- _THE TASK_
Can you reproduce, word for word, the whole news article below about turning the Orange Street mansion into condos?

Condos OK’d For Civil War Home

Melissa Bailey Photo

Samuel Merwin’s ghost will soon have a new room to sleep in.

That’s because a plan to convert an Orange Street mansion back into housing passed unanimously at the City Plan Commission meeting last week.

Samuel Merwin, a former Civil War general and lieutenant governor, built the mansion at 412 Orange St. in 1869 during the economic boom that followed the war. After Merwin lived there, the home became a school and eventually a methadone clinic, before attorney and former Alderman Jon Einhorn turned it into law offices in the1980s.

Melissa Bailey Photo

Einhorn sold the house this year for $750,000. New owners Gil Marshak and Oren Bitman are now investing several hundred thousand more into turning it into five condominiums.

Plans calls for two condos using a combined basement and first floor; two condos on the second floor, and one condo on the third floor, which includes a charming domed cupola.

City Plan Commission Chair Ed Mattison said he is delighted with the plan: It’s such a wonderful building.”

Melissa Bailey Photo

Marshak (foreground) and Bitman with a painting of the home.

Marshak and Bitman plan not to change any of the exterior of the long-windowed Italianate building that sits on the west side of Orange two lots south of Trumbull Street. Except for a new roof, replacement windows and a handicapped lift in the rear, the building will remain essentially the same.

This is a departure for Marshak and Bitman, who have specialized in purchase and renovation of more modest properties, primarily in Fair Haven.

Marshak said he is talking to the fire marshal about trying to keep the original front doors and stoop. Although 412 does not sit in any local historic district, the city’s historic resources inventory lists it as a contributing structure in the Orange Street national Register Historic District, according to a report from City Plan staff.

- _RECORDS PROVIDED_
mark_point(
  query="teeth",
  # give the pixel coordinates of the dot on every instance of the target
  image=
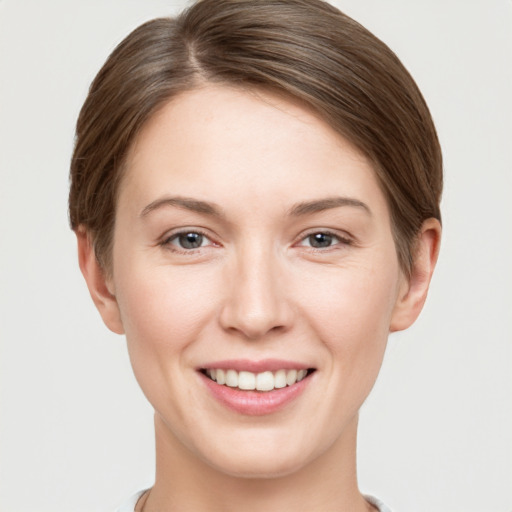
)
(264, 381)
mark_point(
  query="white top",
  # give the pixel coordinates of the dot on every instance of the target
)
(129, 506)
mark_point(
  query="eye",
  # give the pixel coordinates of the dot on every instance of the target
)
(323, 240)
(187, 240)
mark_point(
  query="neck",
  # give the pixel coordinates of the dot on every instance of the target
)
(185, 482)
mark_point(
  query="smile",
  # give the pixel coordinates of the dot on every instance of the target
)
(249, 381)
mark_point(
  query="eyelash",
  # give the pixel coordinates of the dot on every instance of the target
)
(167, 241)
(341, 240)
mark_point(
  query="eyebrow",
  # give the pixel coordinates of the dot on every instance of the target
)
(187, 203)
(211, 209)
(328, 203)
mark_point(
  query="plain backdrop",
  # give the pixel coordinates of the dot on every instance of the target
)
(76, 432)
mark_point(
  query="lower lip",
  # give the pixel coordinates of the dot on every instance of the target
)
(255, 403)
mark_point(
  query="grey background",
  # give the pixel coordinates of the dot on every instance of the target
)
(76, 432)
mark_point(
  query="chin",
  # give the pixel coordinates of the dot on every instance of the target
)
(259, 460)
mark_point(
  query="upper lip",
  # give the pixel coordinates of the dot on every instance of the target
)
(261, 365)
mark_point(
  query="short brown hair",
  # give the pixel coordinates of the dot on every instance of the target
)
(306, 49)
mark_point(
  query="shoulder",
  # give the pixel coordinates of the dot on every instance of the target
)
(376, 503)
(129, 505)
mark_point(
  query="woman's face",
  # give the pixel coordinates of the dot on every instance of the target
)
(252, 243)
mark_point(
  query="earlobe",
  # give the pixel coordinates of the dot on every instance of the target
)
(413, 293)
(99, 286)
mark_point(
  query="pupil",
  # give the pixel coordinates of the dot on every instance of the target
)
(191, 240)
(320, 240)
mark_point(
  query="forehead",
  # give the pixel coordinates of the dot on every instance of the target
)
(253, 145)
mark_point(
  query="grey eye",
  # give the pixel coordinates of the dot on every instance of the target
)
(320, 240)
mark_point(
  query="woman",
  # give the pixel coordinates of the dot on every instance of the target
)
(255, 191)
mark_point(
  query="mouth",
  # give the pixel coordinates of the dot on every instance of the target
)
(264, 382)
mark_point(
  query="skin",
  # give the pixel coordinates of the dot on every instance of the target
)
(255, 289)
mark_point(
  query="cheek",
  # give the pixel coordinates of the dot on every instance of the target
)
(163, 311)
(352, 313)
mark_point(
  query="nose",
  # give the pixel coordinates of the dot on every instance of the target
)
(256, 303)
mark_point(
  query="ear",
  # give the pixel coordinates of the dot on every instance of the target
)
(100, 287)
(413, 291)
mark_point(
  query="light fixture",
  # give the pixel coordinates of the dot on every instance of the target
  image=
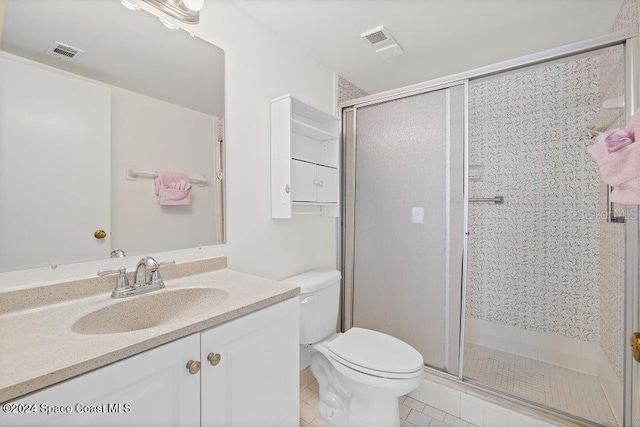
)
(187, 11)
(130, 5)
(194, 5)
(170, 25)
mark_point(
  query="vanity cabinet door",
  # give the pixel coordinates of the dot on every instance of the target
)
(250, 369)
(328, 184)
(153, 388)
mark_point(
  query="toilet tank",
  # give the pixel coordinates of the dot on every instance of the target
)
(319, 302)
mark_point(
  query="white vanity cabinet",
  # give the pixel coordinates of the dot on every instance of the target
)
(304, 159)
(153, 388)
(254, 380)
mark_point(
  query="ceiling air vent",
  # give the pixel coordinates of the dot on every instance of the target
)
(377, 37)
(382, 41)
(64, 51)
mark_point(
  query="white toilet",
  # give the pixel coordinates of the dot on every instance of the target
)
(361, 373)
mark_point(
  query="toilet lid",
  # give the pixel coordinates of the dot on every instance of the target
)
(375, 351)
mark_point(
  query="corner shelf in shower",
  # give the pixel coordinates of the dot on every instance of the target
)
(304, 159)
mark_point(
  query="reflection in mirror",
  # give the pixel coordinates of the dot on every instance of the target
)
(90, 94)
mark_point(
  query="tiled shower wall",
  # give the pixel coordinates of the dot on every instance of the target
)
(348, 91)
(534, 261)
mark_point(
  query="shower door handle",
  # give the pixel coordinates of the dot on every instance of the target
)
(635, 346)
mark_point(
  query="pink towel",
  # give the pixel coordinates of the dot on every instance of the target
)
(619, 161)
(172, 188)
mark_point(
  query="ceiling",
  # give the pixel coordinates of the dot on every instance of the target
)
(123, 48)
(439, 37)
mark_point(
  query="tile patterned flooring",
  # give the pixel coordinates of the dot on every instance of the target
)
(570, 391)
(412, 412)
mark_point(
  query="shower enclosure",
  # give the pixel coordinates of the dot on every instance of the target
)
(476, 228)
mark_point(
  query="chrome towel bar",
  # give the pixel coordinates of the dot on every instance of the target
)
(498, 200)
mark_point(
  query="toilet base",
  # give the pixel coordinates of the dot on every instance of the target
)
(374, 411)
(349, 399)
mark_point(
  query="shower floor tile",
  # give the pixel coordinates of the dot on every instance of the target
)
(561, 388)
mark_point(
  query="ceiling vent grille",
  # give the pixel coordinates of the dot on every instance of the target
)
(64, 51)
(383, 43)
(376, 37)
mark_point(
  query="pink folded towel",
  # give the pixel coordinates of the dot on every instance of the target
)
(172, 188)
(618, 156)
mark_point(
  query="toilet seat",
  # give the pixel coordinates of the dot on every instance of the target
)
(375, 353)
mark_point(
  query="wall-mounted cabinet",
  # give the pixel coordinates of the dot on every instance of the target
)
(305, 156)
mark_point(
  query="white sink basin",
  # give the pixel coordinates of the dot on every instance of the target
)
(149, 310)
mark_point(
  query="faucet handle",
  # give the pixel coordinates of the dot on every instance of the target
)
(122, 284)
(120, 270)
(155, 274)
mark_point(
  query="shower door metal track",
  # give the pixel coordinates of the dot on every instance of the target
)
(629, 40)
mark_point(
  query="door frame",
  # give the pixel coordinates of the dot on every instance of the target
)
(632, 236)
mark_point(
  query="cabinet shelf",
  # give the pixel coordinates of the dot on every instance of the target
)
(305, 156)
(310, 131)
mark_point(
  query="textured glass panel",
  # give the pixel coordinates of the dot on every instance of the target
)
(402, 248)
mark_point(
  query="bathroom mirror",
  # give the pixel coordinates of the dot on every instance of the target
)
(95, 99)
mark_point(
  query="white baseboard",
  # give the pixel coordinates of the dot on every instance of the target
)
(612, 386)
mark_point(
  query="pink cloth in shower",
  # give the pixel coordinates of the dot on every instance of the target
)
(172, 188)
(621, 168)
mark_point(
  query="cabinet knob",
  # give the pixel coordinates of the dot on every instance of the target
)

- _OUTPUT OF THE EXERCISE_
Condos OK’d For Civil War Home

Melissa Bailey Photo

Samuel Merwin’s ghost will soon have a new room to sleep in.

That’s because a plan to convert an Orange Street mansion back into housing passed unanimously at the City Plan Commission meeting last week.

Samuel Merwin, a former Civil War general and lieutenant governor, built the mansion at 412 Orange St. in 1869 during the economic boom that followed the war. After Merwin lived there, the home became a school and eventually a methadone clinic, before attorney and former Alderman Jon Einhorn turned it into law offices in the1980s.

Melissa Bailey Photo

Einhorn sold the house this year for $750,000. New owners Gil Marshak and Oren Bitman are now investing several hundred thousand more into turning it into five condominiums.

Plans calls for two condos using a combined basement and first floor; two condos on the second floor, and one condo on the third floor, which includes a charming domed cupola.

City Plan Commission Chair Ed Mattison said he is delighted with the plan: It’s such a wonderful building.”

Melissa Bailey Photo

Marshak (foreground) and Bitman with a painting of the home.

Marshak and Bitman plan not to change any of the exterior of the long-windowed Italianate building that sits on the west side of Orange two lots south of Trumbull Street. Except for a new roof, replacement windows and a handicapped lift in the rear, the building will remain essentially the same.

This is a departure for Marshak and Bitman, who have specialized in purchase and renovation of more modest properties, primarily in Fair Haven.

Marshak said he is talking to the fire marshal about trying to keep the original front doors and stoop. Although 412 does not sit in any local historic district, the city’s historic resources inventory lists it as a contributing structure in the Orange Street national Register Historic District, according to a report from City Plan staff.